Written task | You are to retype all of the data exactly as it appears.

Stored rows |

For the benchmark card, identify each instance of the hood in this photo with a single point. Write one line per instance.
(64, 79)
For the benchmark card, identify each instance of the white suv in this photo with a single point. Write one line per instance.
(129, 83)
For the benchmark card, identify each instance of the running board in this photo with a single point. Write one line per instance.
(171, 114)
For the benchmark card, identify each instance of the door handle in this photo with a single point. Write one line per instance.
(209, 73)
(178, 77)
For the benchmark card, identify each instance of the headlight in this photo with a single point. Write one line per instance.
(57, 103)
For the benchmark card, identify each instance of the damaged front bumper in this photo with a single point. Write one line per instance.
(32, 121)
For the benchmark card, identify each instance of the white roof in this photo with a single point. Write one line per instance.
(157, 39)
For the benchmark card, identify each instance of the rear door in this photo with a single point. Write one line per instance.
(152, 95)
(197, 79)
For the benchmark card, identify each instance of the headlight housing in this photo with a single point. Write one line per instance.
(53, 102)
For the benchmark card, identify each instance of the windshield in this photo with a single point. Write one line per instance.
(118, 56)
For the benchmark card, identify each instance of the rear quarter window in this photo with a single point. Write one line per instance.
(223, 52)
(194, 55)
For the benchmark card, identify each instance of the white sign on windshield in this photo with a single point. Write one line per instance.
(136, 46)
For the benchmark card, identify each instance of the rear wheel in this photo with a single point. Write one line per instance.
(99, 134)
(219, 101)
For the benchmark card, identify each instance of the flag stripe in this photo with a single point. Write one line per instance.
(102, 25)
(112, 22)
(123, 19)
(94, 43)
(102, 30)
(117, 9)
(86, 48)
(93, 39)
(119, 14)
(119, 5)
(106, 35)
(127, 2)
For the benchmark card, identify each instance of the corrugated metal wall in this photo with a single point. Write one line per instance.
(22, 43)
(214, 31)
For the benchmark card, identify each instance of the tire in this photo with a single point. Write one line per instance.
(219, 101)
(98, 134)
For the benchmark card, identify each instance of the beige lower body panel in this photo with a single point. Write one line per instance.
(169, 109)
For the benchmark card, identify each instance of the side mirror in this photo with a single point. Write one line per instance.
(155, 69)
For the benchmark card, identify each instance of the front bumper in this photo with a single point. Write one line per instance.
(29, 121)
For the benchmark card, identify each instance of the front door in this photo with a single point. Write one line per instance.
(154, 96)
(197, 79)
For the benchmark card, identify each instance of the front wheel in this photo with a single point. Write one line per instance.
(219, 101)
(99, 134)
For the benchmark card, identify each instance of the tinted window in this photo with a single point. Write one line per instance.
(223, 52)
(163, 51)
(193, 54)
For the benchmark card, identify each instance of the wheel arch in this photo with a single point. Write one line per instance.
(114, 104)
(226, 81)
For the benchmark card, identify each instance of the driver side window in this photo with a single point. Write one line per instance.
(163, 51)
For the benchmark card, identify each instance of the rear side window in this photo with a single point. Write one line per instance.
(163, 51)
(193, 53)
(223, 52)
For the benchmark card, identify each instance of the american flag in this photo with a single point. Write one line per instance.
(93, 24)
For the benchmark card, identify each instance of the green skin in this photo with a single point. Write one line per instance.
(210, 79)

Problem solution |
For the benchmark card, identify each instance of the hood in this photo with a single point. Write one line per instance.
(64, 79)
For the benchmark card, identify each instance of the white suv in this photo with a single point. Write one line per instance.
(129, 83)
For the benchmark card, identify each instance of the running board in this photo with a single point. Write one line per instance.
(171, 114)
For the benchmark card, identify each instance of the door handle in this photo with a single point. Write one line per instance.
(209, 73)
(178, 77)
For the benchmark card, identify each instance of the headlight in this photo with a single point. Write one line per instance.
(57, 103)
For the benchmark card, identify each instance of the damaged front bumper in this photo with a single point. Write one line per instance.
(32, 121)
For the benchmark card, identify each instance of the white roof in this photo with a single point. Write one line per instance.
(157, 39)
For the benchmark card, identify each instance of the rear door in this photo with a single point. Write one line per instance.
(152, 95)
(197, 79)
For the benchmark card, identify each instance of the headlight housing in this photo with a single point. Write one line per instance.
(53, 102)
For the benchmark card, identify each instance of the windshield in this photo with a single point. Write one line per instance.
(118, 56)
For the benchmark card, identify each instance of the rear quarter window in this photo with a single point. Write one line per instance.
(223, 52)
(194, 55)
For the benchmark card, identify each instance of the white sign on windshield in this photo with a single point. Write one line per instance.
(136, 46)
For the benchmark card, identify each instance of the rear wheel in this photo with a single point. Write one line per instance.
(99, 134)
(219, 101)
For the benchmark card, identify each instance of the flag stripe in this photo with a single point. Write one line per instance.
(102, 25)
(112, 22)
(123, 19)
(94, 43)
(102, 30)
(117, 9)
(86, 48)
(93, 39)
(119, 14)
(119, 5)
(106, 35)
(127, 2)
For the benchmark card, identify each instance of the corrugated metal wall in this photo with a single point. Write one line per instance.
(22, 43)
(214, 31)
For the benchmark card, identify each instance of the tire in this photo with a single point. Write one line per instance.
(219, 101)
(98, 134)
For the benchmark card, identify each instance of the beige lower body panel in this photo with a single point. Write one line per instance.
(169, 109)
For the benchmark card, identify each instance of the side mirror in this photo with a single point. Write one line per instance.
(155, 69)
For the benchmark card, identify each instance of the front bumper in this photo with a single point. Write one line per instance.
(29, 121)
For the benchmark card, identify each instance of the front door in this photo with a single point. Write one line per instance.
(154, 96)
(197, 79)
For the benchmark card, identify each instance of the front wheel in this photo with a single point. Write one line per instance.
(219, 101)
(99, 134)
For the benchmark card, identify each instance of the tinted window in this photo with a single point. Write one line per instance.
(223, 52)
(163, 51)
(193, 54)
For the benchmark card, identify each instance of the wheel arch in this photo with a single point. Write one line per instance.
(114, 104)
(226, 81)
For the benchmark card, identify each instance of the driver side window in this photo with a single point. Write one line per instance.
(163, 51)
For the benchmark card, identify each instance of the rear side window in this photo with a single point. Write one line per instance.
(163, 51)
(193, 53)
(223, 52)
For the benchmark card, identify each instance of the american flag in this photo with a single point. Write one line per instance.
(93, 24)
For the benchmark card, identify each instance of the green skin in this photo with a single point. Write one line per instance.
(210, 79)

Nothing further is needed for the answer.